• Exercise text:

Today’s Benghazi hearing of the House Oversight and Government Reform Committee gave Americans the first public eyewitness account from anyone actually on the ground in Libya on September 11, 2012.

Gregory Hicks, the former number two at the U.S. embassy in Tripoli, walked committee members through that fateful night. The testimony of the witnesses was totally gripping, extraordinary, and very emotional. Even if some of this account had already been made public, hearing it live was nothing less than tragic.

Unbelievably, it took eight months for this hearing to happen. Credit goes to the great courage of the three witnesses—Hicks, Mark Thompson, who leads State’s Foreign Emergency Support Team (FEST), and Eric Nordstrom, former regional security officer for the Middle East. And credit also goes to the persistence of committee chairman Darrell Issa (R–CA) to shine a light on the terrorist attack that took the lives of four brave Americans, including Ambassador Christopher Stevens.

Most impressive were the glaring contrasts contained in the testimony. Hicks’s on-the-ground testimony shows both the glaring inadequacy of Washington’s response and the heroic efforts of the embassy and CIA teams on the ground in Libya. Both aspects of this case should be explored.

Standing out in the testimony was the fact that no one, from Ambassador Stevens on down, in any way interpreted the attack as part of a demonstration. Hicks described receiving two phone calls on his cell phone from Stevens. When the two of them made contact, Stevens told him, “Greg, we are under attack.” This was unambiguous.

• To do: Reproduce the stretch of the Benghazi hearing text from "Most impressive were" through "This was unambiguous." word for word.

• Data supplied:
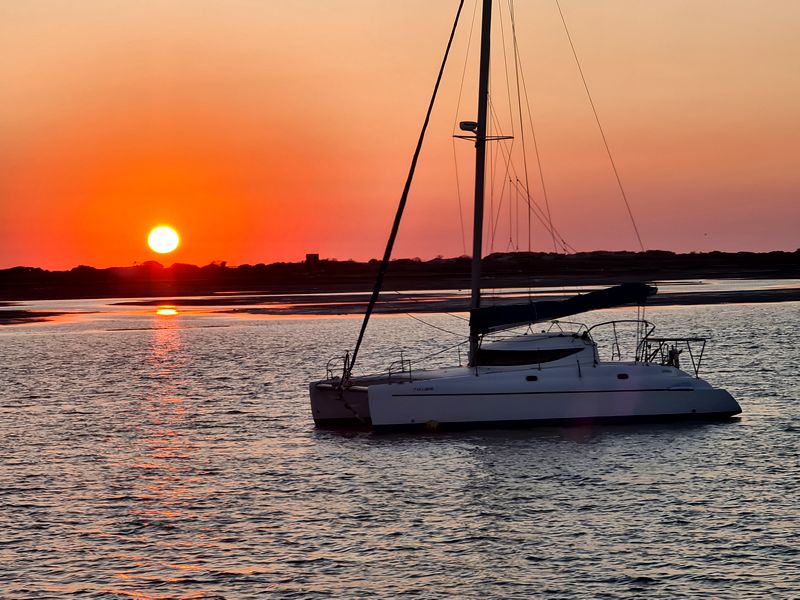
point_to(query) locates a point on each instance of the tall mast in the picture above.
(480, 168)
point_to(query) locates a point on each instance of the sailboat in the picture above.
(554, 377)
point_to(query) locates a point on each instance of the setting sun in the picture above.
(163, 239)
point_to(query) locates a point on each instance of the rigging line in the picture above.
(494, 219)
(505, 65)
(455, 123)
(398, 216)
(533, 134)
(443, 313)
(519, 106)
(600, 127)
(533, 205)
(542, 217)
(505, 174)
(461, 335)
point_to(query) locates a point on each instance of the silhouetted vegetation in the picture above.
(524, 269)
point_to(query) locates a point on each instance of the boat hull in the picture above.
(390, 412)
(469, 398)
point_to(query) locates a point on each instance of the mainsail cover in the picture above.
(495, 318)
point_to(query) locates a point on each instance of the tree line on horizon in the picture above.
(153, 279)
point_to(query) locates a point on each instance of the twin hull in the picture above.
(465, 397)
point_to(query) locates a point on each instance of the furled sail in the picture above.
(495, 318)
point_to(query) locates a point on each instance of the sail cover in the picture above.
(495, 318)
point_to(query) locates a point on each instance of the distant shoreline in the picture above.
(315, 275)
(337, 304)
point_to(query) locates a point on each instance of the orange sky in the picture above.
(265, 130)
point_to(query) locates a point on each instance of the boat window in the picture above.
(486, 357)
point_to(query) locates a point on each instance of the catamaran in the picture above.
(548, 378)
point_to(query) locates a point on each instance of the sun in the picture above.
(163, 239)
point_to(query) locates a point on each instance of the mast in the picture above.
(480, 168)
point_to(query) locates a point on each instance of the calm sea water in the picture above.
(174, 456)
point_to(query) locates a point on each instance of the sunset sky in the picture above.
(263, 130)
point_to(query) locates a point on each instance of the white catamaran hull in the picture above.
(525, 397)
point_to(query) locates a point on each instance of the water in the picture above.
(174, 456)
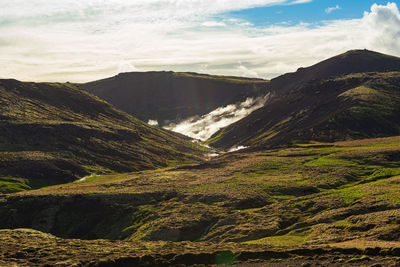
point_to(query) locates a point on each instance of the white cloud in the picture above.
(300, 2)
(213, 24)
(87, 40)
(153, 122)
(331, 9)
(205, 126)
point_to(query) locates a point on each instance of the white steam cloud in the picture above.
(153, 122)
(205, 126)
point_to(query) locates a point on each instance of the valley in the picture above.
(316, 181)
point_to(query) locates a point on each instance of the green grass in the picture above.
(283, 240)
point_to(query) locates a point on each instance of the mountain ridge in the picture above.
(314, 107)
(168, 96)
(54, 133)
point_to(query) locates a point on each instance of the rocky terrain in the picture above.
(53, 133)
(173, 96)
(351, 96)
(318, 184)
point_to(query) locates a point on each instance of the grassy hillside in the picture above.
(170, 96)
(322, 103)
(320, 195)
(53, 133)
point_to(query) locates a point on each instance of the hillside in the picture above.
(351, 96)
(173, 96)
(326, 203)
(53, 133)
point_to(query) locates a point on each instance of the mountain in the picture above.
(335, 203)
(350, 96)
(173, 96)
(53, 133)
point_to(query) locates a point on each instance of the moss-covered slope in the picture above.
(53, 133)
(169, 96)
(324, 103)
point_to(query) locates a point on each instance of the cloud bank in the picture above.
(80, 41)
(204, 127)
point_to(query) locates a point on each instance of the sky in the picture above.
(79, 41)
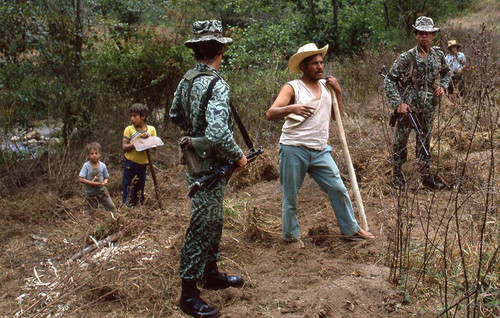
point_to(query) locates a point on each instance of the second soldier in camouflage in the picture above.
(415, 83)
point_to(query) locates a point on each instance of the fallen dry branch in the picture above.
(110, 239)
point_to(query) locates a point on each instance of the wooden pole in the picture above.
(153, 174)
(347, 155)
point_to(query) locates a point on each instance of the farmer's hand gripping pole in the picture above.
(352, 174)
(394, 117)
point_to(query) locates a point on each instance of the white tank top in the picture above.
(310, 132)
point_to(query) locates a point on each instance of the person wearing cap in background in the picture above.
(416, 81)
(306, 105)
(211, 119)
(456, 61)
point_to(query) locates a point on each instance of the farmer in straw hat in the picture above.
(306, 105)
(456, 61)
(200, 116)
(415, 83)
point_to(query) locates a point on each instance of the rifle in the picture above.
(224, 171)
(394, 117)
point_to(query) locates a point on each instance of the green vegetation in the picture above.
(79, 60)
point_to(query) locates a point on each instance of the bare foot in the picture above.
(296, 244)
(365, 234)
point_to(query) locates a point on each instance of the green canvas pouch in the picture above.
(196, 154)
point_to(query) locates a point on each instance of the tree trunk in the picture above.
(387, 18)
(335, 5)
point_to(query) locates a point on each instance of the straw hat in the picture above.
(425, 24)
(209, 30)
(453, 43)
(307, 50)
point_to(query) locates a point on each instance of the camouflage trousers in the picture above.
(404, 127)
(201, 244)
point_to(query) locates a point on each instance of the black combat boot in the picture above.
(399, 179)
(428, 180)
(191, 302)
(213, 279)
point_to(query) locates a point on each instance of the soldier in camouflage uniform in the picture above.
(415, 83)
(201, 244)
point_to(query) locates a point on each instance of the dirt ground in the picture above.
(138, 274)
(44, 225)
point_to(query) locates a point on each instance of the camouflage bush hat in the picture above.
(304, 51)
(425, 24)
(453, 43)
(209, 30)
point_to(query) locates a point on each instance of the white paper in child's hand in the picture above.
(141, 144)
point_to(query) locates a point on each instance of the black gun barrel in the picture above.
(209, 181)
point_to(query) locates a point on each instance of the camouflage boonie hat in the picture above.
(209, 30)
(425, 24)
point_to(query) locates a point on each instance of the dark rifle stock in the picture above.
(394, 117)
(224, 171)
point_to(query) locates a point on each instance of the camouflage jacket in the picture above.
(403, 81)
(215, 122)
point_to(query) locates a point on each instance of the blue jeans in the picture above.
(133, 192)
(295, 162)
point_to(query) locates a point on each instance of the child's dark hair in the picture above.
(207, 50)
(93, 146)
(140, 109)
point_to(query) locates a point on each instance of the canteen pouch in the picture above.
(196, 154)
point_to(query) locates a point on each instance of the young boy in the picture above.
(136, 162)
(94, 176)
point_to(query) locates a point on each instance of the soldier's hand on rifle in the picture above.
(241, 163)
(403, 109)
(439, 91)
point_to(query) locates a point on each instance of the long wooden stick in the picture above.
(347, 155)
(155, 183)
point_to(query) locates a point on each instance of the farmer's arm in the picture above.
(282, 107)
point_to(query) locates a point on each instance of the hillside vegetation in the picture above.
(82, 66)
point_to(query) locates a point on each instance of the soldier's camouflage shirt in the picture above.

• Written response:
Most impressive were the glaring contrasts contained in the testimony. Hicks’s on-the-ground testimony shows both the glaring inadequacy of Washington’s response and the heroic efforts of the embassy and CIA teams on the ground in Libya. Both aspects of this case should be explored.

Standing out in the testimony was the fact that no one, from Ambassador Stevens on down, in any way interpreted the attack as part of a demonstration. Hicks described receiving two phone calls on his cell phone from Stevens. When the two of them made contact, Stevens told him, “Greg, we are under attack.” This was unambiguous.